In the aftermath of the U.S. Civil War, May 30 was designated as Memorial Day to honor members of the military who died during that war. In 1971, federal law extended the observance to all soldiers who died in American wars and standardized it to the last Monday in May.

Recently, the team that produces this blog started talking about Memorial Day and the ways people commemorate and remember. That discussion led to a conversation about memorials, some of which honor those who were well known in the past but are not now.

Memorial Day can provide an opportunity for students to consider how we honor and remember important people within our communities.

Allow time for students to look at this image. Ask them to think about what this place might be. What clues do they see in the photograph?

Theodore Roosevelt Island

Share selections from the Historical American Building Survey collection of Theodore Roosevelt Island materials, including the measured drawings of the island and pages 1-3 of the report. What do the students know about Theodore Roosevelt? Based on their prior knowledge, ask them to explain if they think an island is an appropriate memorial for Theodore Roosevelt.

Deepen their thinking about the nature and functions of memorials.

  • Ask students what a memorial is and to talk about the kinds of memorials they have seen. Encourage them to think of other possible ways to honor the memory of a person such as a sporting event, a dinner, or a parade.
  • Allow time for them to consider why people create memorials and why they are important.
  • Invite students to design a memorial either to honor members of the military, a well known person, or a person who is important to them. What elements would they include in a memorial?

Want to learn more about Memorial Day traditions and memorials? In 2013, Teaching with the Library of Congress published a post exploring Memorial Day traditions and how Memorial Day was started. This post examines the creation of memorials for presidents of the United States.

Let us know in the comments what your students discover about memorials and Memorial Day.


  1. I wish more ‘students’ and teachers would respect all forms of memorials and understand why they are erected.
    They are a part of the human respect for the individual and a remembrance of a past event.
    Removing memorials will not change history or make past or present feelings change.
    Respecting ones history and roots without blame or injecting self degradation is a needed perspective.

********

■ Set problem ■
Answer these from the Memorial Day text:
(a) In what year did federal law extend the observance to all soldiers who died in American wars?
(b) Which collection holds the Theodore Roosevelt Island materials that students are shown?
(c) In what year did Teaching with the Library of Congress publish a post on Memorial Day traditions?
The rows after this text aren't needed.

********

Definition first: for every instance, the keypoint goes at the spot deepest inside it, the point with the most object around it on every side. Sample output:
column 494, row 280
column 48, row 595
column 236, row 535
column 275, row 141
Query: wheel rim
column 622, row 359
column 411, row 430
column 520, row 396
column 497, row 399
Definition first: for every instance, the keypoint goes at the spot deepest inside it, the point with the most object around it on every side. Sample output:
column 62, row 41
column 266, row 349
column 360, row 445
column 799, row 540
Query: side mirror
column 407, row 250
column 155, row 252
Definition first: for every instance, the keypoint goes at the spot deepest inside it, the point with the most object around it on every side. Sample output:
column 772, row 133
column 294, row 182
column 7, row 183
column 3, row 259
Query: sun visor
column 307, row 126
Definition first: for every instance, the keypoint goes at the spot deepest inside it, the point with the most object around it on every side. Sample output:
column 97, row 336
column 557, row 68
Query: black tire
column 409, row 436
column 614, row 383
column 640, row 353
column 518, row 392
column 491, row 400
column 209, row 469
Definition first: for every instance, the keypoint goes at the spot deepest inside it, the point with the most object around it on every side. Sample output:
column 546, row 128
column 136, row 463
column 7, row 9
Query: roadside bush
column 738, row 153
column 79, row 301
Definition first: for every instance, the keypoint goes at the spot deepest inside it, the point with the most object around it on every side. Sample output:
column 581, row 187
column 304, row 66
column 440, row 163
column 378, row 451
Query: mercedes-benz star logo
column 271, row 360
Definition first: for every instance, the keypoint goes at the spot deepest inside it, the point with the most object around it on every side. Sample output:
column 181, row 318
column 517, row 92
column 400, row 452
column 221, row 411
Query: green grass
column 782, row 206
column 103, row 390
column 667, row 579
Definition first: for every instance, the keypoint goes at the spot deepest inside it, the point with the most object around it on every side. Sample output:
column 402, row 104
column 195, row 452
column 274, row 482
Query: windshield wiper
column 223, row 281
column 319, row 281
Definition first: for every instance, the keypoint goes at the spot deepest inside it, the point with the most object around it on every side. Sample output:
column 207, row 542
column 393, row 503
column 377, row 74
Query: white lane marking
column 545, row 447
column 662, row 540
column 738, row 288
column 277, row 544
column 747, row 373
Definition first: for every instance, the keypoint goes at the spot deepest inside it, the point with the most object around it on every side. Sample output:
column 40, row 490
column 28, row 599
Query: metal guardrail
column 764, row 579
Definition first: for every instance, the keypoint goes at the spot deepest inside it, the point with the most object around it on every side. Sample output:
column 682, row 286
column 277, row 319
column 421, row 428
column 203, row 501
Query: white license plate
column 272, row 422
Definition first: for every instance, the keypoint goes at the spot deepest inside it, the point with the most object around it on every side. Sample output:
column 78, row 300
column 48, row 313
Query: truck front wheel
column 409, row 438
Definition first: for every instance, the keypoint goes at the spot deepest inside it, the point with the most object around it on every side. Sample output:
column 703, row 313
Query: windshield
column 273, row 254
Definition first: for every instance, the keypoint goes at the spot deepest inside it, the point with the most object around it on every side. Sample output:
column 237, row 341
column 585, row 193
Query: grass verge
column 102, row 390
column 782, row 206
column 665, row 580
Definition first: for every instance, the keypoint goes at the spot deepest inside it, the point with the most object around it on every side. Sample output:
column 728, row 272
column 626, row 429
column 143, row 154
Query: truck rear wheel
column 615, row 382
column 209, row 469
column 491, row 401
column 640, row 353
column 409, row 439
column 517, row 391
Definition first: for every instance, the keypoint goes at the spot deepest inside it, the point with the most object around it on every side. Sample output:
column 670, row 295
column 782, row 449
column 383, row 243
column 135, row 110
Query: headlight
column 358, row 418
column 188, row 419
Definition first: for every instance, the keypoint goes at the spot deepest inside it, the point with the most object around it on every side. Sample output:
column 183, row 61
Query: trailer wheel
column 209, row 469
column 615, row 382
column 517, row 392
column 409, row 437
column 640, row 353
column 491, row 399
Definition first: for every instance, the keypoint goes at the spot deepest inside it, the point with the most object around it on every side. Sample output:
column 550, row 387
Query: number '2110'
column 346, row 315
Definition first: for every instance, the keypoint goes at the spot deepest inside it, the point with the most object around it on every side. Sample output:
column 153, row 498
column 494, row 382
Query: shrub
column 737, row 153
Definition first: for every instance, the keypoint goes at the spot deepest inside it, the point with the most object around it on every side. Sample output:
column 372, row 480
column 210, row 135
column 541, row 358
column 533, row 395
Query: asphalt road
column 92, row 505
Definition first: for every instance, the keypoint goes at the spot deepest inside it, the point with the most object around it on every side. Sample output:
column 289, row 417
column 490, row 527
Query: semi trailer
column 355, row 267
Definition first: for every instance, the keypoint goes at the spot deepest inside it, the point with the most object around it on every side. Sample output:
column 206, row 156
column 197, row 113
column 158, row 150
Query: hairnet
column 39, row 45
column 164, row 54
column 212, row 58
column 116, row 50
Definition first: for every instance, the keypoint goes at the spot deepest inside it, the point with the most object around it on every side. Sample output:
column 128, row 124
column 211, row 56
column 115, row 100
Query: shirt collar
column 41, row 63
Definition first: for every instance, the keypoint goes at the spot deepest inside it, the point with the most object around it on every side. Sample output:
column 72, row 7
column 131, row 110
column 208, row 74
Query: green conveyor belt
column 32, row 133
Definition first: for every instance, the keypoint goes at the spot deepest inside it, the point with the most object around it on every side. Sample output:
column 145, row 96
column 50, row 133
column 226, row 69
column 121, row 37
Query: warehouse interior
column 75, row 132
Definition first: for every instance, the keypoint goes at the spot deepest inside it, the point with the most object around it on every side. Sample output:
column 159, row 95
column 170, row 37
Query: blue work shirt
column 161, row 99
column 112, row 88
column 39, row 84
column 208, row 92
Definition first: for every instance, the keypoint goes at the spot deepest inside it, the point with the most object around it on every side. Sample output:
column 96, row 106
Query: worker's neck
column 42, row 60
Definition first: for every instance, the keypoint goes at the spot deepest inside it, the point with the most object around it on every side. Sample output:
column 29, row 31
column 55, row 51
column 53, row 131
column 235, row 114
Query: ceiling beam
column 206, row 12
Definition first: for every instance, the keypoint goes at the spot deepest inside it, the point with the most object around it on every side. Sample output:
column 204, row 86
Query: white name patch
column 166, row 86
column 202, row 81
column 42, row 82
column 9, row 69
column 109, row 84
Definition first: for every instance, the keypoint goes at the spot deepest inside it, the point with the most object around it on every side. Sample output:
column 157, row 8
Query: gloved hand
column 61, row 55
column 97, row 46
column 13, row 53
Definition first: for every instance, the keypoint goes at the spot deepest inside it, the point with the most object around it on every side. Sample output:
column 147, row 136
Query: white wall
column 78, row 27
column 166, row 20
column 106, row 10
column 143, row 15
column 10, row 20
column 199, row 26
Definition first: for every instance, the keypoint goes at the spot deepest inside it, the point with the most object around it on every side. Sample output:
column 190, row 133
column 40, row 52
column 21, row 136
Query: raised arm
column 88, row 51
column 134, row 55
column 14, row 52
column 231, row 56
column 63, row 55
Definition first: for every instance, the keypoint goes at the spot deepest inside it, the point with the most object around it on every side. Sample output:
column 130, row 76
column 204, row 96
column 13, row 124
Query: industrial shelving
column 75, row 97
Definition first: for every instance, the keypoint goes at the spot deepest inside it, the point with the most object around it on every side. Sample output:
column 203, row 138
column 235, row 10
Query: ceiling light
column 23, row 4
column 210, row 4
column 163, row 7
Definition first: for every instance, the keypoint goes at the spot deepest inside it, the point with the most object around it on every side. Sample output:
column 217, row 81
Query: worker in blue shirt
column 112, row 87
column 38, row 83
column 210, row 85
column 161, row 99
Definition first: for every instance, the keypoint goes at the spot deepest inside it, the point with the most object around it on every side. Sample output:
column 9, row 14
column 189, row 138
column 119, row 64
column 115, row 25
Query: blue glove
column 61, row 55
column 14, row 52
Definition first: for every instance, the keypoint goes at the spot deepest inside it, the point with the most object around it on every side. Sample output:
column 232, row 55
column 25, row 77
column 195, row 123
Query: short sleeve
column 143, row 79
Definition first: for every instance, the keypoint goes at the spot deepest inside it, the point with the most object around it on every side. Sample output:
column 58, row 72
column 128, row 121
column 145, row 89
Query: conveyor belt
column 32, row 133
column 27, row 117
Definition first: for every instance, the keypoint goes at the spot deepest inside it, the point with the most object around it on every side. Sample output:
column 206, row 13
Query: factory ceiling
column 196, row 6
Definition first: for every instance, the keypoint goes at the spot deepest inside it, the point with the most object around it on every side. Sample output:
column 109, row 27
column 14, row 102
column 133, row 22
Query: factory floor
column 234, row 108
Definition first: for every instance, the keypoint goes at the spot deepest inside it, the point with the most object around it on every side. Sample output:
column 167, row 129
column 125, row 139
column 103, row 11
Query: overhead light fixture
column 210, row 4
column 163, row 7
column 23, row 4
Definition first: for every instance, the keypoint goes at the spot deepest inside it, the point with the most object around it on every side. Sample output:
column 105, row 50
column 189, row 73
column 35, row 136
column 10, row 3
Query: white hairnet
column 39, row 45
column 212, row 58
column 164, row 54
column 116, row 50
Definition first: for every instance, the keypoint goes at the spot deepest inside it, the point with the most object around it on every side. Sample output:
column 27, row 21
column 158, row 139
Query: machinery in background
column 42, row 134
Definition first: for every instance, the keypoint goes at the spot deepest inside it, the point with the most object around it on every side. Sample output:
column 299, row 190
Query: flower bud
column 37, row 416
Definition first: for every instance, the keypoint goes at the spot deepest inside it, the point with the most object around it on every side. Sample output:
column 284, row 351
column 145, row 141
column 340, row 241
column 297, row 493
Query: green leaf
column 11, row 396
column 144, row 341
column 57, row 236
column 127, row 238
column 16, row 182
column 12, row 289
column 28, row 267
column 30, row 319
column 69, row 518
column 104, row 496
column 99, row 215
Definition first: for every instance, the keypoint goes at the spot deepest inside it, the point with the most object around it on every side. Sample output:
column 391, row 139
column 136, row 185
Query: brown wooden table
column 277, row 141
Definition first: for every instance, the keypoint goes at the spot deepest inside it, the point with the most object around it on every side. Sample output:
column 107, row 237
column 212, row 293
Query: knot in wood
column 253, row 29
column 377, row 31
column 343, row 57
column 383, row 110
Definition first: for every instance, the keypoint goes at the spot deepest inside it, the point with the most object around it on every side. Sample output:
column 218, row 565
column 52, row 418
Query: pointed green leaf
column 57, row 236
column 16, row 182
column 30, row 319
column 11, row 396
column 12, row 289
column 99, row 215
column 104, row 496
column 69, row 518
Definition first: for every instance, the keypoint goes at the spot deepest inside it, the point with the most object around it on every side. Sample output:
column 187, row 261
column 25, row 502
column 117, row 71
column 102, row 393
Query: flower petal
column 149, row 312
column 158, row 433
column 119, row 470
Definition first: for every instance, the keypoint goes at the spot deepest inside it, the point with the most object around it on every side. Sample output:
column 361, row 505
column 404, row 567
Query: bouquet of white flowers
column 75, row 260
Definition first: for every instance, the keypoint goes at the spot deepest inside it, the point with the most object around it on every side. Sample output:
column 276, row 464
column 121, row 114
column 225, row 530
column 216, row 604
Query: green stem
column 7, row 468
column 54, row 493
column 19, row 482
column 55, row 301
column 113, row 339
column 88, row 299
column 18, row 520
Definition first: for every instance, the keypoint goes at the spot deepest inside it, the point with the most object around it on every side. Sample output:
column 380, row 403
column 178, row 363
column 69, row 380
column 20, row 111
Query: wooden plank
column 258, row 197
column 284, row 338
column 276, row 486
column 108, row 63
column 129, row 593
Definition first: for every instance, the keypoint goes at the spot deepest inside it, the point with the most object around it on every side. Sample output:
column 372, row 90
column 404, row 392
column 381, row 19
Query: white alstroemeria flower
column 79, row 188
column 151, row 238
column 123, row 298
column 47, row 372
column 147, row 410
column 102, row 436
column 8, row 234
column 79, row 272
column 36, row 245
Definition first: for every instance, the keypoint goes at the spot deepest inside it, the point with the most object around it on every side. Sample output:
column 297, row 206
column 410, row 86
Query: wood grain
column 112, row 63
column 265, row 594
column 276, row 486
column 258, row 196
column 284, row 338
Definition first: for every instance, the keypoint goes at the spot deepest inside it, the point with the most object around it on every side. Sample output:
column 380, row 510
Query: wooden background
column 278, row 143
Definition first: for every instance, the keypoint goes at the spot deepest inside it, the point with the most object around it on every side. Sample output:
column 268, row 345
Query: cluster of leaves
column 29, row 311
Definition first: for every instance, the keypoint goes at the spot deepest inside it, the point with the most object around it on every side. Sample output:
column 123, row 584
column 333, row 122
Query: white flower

********

■ The answer ■
(a) 1971
(b) The Historical American Building Survey collection
(c) 2013